_Written request:_ Can you quote the lines below, from the line containing "Practice: locate the white shelf" through the line containing "pixel 474 60", with both end lines included? Reproduce only those lines, unchanged.

_Recorded information:_
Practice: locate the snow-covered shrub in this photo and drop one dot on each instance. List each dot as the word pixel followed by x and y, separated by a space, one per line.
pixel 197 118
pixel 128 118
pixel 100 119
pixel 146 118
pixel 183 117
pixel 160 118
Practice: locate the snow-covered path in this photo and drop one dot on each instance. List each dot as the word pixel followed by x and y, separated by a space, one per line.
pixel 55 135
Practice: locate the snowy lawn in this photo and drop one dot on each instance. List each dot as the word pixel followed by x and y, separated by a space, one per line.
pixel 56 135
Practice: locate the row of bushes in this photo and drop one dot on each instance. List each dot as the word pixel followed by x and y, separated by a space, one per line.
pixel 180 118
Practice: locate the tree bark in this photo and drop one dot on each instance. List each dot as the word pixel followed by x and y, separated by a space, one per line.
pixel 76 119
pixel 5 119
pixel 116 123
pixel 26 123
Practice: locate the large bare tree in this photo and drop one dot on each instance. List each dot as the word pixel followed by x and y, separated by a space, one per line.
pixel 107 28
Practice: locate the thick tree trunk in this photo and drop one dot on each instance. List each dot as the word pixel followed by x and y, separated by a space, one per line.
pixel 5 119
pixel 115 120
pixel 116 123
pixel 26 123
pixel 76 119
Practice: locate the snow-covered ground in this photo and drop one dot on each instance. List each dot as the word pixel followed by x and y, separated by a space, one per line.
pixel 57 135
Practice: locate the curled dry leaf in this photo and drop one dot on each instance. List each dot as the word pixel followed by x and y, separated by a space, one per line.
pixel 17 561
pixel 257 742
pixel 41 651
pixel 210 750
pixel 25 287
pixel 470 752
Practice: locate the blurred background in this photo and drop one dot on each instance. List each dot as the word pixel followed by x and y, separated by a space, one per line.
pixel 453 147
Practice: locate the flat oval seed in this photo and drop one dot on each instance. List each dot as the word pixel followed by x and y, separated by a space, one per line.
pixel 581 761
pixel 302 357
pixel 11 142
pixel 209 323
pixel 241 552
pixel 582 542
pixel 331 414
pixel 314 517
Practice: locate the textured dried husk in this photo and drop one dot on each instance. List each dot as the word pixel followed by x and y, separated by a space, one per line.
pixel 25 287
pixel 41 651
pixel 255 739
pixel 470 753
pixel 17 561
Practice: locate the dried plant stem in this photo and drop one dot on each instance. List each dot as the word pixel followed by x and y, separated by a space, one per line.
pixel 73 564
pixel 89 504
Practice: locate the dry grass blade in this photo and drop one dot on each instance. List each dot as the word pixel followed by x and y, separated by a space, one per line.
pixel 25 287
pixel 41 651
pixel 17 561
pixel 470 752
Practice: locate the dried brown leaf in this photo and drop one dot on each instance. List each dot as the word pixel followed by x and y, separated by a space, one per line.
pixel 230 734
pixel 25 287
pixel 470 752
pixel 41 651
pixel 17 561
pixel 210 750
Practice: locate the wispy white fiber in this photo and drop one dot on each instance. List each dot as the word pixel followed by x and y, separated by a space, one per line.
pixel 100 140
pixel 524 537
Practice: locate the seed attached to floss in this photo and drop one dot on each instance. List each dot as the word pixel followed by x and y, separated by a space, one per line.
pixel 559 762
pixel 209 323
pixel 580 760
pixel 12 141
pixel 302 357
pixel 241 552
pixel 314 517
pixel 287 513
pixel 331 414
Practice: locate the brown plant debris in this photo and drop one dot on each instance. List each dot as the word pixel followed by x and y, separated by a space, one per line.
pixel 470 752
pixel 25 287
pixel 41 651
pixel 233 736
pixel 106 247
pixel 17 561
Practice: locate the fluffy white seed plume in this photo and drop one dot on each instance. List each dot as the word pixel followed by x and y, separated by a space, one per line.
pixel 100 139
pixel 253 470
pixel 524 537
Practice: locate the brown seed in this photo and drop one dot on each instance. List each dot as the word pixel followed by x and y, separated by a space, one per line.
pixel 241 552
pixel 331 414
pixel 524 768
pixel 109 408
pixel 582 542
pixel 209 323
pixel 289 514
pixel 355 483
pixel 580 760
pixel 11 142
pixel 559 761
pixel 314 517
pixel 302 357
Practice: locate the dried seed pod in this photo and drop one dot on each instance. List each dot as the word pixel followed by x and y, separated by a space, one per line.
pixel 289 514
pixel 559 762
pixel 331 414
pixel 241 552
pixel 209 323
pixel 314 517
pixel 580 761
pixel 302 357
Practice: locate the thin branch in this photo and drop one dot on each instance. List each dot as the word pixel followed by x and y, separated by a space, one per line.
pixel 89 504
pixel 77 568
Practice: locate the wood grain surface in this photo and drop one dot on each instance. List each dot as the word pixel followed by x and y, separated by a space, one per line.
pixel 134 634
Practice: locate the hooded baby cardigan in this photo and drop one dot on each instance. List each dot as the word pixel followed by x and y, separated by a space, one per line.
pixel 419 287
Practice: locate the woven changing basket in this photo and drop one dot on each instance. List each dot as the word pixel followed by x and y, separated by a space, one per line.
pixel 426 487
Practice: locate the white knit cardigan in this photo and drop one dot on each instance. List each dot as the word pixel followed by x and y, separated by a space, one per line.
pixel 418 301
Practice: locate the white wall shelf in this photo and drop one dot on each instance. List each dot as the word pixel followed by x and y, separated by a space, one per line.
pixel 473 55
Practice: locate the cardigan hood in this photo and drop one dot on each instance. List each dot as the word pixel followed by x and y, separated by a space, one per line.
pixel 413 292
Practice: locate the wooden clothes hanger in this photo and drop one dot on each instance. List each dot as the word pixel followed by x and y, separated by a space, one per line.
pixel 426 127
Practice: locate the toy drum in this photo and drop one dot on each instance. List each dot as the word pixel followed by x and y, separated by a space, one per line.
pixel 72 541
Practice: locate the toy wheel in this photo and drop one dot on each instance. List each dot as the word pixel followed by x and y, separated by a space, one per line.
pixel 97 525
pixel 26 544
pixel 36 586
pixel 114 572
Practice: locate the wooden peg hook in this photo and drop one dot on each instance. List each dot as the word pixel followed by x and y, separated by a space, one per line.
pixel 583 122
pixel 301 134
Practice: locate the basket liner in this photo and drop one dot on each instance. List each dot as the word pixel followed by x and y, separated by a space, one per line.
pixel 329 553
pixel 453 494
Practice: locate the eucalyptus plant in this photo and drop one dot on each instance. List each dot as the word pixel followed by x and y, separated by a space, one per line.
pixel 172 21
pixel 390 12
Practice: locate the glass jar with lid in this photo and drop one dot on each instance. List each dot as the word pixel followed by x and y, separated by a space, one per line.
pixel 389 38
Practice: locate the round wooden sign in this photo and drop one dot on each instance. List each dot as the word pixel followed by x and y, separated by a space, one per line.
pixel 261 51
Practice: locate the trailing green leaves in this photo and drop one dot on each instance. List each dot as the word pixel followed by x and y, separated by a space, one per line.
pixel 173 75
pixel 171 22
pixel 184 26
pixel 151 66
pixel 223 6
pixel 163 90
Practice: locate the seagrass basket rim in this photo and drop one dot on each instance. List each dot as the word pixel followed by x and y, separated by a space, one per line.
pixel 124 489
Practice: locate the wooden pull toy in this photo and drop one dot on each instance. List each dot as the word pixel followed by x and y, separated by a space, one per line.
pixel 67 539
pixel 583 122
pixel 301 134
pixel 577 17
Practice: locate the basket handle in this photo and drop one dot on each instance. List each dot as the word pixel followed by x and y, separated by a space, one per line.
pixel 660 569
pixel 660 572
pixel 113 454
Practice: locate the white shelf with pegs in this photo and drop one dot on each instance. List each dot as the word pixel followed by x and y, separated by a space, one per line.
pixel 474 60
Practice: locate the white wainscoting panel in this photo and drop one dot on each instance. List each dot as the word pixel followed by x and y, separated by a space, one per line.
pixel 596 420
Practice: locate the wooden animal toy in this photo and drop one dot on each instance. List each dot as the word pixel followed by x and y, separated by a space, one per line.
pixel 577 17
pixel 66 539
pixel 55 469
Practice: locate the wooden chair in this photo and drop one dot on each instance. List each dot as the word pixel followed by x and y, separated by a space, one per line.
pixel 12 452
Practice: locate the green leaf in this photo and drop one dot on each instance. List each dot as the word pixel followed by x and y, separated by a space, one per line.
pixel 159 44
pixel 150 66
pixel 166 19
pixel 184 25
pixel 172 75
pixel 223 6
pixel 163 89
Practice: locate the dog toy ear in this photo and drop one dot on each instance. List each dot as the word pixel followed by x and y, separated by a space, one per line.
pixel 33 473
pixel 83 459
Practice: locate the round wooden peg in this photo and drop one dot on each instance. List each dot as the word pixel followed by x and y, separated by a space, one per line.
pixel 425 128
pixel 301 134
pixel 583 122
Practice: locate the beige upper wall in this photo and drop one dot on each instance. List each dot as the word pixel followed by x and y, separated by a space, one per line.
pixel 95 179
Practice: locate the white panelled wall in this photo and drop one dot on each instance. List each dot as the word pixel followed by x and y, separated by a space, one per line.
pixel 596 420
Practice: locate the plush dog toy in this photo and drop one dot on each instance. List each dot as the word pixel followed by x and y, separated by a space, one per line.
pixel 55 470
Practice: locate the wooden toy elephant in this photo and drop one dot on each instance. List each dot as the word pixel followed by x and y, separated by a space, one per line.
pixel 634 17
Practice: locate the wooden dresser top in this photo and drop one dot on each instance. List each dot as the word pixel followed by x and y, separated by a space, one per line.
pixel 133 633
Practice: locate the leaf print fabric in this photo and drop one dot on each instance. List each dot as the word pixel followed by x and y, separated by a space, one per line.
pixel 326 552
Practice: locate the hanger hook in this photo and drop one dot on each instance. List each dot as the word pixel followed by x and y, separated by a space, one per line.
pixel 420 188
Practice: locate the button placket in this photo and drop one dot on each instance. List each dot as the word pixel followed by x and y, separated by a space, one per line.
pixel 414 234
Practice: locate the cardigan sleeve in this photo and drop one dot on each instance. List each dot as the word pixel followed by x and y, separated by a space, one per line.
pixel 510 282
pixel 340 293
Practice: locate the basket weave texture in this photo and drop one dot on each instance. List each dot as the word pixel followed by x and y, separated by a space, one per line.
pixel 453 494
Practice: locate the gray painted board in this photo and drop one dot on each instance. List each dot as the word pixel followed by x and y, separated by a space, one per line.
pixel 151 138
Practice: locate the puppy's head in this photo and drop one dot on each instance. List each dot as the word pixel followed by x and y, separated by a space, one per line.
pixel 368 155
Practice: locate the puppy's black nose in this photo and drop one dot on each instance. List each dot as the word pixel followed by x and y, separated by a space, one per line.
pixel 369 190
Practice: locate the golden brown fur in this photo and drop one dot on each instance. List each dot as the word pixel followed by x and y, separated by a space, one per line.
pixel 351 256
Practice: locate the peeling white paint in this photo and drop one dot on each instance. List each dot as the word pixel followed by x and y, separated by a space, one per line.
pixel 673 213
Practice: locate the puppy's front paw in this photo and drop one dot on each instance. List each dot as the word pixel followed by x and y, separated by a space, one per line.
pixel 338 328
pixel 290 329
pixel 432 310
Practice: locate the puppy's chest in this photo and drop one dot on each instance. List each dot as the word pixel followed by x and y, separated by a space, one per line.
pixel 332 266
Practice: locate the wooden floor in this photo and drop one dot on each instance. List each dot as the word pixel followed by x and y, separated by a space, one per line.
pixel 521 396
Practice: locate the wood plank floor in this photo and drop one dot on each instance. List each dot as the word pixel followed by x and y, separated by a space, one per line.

_Solution for this exercise:_
Practice: locate the white shelf with pegs in this photo and drop one dot on each instance. List each dot as the word pixel followed by x and y, separated by a space, one per line.
pixel 474 60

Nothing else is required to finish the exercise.